=== Begin Enclosure ===
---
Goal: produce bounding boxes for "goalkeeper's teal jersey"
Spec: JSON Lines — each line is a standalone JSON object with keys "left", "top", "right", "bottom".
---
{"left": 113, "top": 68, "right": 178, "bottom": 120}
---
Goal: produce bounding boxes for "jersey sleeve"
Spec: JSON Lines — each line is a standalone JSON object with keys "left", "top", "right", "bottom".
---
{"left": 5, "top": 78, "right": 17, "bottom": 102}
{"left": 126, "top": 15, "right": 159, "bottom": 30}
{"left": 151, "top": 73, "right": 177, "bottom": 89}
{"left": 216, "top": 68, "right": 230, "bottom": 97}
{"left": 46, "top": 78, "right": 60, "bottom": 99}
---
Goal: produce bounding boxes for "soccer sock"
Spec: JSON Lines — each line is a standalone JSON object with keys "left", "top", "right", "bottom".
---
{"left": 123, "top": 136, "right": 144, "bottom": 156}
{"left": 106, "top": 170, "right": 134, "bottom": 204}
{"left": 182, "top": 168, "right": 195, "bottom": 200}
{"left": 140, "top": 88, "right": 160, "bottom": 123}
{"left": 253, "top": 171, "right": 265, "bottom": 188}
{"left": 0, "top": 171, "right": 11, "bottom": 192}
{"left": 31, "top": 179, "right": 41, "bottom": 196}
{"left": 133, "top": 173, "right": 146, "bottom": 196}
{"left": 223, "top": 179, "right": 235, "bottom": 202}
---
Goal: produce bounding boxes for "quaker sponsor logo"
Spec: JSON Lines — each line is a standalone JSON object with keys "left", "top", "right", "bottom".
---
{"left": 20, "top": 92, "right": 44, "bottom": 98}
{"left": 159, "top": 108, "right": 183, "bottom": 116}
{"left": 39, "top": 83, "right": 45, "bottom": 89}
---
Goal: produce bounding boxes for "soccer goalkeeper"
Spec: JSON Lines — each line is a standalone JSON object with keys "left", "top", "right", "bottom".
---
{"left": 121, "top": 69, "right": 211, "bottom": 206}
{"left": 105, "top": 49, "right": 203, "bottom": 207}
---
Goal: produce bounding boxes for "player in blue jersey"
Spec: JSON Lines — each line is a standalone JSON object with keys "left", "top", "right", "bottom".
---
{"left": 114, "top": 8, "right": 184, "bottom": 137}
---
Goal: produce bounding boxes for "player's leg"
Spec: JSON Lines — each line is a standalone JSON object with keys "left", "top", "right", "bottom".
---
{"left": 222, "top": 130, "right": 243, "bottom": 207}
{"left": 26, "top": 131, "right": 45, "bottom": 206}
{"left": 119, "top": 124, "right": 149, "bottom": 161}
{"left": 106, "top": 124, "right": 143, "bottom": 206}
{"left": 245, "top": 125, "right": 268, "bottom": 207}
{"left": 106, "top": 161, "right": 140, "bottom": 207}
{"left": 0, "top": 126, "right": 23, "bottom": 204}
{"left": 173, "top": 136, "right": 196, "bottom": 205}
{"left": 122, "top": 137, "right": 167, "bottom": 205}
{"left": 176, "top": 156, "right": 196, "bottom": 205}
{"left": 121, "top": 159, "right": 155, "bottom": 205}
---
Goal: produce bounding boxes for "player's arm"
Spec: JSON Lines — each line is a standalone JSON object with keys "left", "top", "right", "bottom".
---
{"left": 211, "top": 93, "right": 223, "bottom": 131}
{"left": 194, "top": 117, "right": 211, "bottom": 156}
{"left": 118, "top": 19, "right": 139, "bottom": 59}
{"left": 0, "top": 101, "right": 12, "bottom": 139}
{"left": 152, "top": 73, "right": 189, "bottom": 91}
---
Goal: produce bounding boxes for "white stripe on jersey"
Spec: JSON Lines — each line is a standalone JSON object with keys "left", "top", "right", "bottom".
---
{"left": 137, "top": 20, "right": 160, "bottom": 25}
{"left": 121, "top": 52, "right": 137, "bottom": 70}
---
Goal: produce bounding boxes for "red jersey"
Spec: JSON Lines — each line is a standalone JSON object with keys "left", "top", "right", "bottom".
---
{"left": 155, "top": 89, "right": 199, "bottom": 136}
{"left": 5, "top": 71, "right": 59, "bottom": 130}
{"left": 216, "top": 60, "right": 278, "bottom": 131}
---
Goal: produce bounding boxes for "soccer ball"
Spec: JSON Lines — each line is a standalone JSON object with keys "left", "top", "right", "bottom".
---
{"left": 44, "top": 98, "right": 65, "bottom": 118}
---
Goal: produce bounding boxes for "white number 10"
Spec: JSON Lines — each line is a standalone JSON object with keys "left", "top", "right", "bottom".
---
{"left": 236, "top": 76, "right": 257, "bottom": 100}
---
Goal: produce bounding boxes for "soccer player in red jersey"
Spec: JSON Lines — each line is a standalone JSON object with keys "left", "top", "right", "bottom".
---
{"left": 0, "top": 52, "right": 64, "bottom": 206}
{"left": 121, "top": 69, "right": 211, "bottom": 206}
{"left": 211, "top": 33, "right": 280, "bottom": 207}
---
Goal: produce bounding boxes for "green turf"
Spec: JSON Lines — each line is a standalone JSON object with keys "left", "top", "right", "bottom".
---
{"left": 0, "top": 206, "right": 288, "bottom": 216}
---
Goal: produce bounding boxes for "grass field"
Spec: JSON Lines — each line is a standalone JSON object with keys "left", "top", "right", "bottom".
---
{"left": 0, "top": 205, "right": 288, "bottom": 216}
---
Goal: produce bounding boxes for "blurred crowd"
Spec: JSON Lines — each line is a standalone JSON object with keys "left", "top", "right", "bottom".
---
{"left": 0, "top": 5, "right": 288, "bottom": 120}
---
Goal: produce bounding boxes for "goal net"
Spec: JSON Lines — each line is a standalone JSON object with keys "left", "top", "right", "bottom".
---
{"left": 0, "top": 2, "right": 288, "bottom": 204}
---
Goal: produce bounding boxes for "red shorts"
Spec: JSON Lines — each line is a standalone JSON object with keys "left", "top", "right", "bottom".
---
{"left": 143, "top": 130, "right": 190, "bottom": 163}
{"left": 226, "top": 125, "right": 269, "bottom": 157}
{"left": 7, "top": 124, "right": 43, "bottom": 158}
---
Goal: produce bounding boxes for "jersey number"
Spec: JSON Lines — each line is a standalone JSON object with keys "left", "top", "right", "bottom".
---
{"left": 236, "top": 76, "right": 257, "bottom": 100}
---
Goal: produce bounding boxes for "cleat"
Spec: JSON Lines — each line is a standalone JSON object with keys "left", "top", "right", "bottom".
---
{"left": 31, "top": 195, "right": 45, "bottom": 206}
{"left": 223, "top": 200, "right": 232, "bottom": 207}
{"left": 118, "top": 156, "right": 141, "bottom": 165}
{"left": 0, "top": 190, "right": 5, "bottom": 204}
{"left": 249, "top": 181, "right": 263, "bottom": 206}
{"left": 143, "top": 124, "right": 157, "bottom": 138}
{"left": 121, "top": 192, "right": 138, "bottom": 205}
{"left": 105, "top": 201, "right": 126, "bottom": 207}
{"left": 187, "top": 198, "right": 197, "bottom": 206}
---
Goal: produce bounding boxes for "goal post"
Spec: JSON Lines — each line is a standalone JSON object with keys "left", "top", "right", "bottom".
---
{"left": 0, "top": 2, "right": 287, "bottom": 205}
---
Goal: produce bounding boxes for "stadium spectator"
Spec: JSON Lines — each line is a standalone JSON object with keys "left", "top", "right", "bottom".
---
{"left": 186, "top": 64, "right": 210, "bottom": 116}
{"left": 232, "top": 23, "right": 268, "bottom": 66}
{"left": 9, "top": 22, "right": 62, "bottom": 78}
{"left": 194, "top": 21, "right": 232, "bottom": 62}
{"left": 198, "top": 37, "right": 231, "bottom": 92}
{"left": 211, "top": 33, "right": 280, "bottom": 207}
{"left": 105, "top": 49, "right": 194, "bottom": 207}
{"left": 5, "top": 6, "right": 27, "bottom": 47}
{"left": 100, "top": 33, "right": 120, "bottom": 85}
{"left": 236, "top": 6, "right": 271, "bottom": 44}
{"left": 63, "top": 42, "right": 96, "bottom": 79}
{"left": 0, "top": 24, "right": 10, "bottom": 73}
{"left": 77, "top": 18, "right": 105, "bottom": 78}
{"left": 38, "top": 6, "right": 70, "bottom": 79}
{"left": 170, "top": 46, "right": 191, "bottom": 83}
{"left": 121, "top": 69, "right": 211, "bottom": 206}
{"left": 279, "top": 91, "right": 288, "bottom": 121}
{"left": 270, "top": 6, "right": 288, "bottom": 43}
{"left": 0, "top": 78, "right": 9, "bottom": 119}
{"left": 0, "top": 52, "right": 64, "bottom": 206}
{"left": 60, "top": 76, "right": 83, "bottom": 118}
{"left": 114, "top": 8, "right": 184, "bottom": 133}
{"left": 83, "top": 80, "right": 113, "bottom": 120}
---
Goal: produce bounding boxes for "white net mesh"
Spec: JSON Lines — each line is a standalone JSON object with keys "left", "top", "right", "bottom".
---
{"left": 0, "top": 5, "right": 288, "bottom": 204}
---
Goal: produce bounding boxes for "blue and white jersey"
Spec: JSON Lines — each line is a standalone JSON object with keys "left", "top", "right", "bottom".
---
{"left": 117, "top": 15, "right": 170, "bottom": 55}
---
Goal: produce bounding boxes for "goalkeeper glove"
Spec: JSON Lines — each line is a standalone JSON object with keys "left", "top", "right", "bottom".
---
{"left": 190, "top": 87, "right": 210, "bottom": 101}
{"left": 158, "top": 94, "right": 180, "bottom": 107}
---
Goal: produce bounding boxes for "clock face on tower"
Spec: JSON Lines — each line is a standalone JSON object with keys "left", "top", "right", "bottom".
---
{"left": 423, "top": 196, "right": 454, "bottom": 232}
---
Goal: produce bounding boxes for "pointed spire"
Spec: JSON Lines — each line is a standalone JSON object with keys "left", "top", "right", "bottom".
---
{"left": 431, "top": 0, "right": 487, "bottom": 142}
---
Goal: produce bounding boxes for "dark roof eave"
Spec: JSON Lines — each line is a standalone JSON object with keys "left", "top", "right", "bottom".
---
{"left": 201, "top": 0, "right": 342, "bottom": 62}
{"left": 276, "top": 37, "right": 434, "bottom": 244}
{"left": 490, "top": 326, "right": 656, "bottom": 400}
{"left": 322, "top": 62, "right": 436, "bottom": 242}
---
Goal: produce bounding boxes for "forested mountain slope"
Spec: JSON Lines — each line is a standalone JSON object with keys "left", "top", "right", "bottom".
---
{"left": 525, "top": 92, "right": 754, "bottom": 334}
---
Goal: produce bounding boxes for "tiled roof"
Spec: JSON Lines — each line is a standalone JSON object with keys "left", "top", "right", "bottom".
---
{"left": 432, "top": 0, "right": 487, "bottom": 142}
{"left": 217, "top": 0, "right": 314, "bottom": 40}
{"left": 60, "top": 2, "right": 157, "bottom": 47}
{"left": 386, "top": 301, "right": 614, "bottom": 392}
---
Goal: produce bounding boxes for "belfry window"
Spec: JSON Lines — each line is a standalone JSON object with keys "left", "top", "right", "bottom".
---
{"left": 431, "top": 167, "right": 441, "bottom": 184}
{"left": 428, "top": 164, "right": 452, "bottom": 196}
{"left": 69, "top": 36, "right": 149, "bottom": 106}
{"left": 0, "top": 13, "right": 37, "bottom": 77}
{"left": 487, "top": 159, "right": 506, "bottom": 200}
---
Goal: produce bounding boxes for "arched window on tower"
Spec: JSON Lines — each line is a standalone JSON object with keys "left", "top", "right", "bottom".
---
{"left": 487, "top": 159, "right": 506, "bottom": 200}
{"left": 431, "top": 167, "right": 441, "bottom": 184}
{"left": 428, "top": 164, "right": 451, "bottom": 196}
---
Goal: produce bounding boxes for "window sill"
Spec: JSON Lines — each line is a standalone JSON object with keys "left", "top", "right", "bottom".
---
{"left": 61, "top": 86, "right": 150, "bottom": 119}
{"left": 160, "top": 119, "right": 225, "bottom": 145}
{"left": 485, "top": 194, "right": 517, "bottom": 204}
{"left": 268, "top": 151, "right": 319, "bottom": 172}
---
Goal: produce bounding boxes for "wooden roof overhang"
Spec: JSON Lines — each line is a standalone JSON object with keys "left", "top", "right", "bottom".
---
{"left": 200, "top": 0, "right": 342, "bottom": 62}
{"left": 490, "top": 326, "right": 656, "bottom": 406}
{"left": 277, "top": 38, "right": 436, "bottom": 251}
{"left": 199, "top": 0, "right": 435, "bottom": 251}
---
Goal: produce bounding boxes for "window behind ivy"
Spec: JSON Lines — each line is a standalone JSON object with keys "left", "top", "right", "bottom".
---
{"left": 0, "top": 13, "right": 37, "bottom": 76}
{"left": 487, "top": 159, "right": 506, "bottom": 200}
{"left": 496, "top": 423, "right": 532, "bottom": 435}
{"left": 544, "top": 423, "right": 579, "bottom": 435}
=== End Enclosure ===
Count the lines above that contain the word "soccer". Give only the number.

Your solution: 4